# RECORDS PROVIDED:
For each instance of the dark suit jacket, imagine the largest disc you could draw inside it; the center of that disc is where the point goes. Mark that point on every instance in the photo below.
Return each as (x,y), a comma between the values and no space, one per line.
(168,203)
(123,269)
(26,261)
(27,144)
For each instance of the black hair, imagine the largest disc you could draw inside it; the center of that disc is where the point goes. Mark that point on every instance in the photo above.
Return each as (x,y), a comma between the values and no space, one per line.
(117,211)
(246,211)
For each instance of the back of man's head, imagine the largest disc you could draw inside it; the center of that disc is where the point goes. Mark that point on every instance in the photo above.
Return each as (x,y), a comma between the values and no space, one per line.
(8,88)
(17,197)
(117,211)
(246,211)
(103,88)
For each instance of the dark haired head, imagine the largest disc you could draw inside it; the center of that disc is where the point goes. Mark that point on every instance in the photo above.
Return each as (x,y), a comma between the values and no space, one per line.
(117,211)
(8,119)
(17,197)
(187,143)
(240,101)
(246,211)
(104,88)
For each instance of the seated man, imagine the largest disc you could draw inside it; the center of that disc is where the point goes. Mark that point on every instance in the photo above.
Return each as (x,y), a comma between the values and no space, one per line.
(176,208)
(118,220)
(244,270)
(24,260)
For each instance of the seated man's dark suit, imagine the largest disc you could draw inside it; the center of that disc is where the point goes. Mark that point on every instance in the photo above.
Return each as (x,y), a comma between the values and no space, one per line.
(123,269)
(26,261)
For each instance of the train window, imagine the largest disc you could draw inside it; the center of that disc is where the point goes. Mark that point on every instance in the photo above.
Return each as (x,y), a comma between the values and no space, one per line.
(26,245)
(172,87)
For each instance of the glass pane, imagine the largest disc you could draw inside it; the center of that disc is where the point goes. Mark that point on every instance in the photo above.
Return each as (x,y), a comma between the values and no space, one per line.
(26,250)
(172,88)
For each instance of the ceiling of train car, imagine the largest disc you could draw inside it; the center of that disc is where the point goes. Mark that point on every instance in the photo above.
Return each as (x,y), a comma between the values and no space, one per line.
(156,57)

# WORK TO DO:
Please lay out all of the material above as a two-column CSV with the headers text and answer. Give one row per text, with the text and its answer each in a single quoted field and line breaks turned into spaces.

# EXERCISE OUTPUT:
text,answer
"For each instance of the dark suit jacket, imagine the largest disc you could draw inside it; the center of that disc is where the point goes. Mark that point on every instance in the photo below. Return each as (x,y), a comma between the values and no space, one per line.","(168,203) (123,269) (26,261) (27,144)"
"For each instance of the black hair, imagine the largest disc you could draw inside it; the center of that disc is where the point goes. Mark that point on every instance in the photo above. Return each as (x,y), a comma between the values and no space, one per line.","(117,211) (246,211)"
"For each instance of the back of man's head, imagine the largest disc you could draw inside it; the center of that disc is where the point goes. Mark that point on every instance in the photo above. Return each as (x,y), a comma between the values and no space, one per line.","(8,88) (17,197) (117,211) (246,211) (103,88)"
"For each instance of the dark haired head, imagine the largest disc you could draw inside it; the center of that disc is where the point goes. Mark that point on every instance in the photo above. Return each as (x,y), a comma between the values and no space, one per line.","(117,211) (8,119) (17,197) (187,143) (240,101) (246,211) (104,88)"
"For each instance of the seated man, imagine the largest disc you could draw inside it; the center of that disc is where the point goes. Mark that point on every instance in the photo above. Return each as (x,y), a comma between the values and no space, one per line.","(176,208) (118,220) (244,270) (24,260)"
"For each instance of the seated man's dark suit, imagine the largest disc you could draw inside it; the center of that disc is where the point goes. Mark that point on every instance in the photo above. Return each as (x,y), a comma between the values and no space, one per line.","(123,269) (26,261)"
"For each instance of the train window, imagine the largest disc you could draw inside it; the center of that disc is where the point goes. Mark that point on every instance in the photo above. Return each as (x,y), a comma between the values and no space, one per line.","(26,245) (172,87)"
"For each instance of the glass pane, imagine the largest disc you could draw inside it; the center of that disc is where the point goes. Mark that point on every instance in the photo above. Return each as (x,y), a comma between the values and no space, one per line.","(26,250) (172,88)"
"For each instance of the ceiling of train car, imagine the largest disc you could draw inside it; the center of that disc is where the point goes. Mark that point on every instance in the photo above. Return each as (x,y), a comma between the values and no space, one per line.","(156,57)"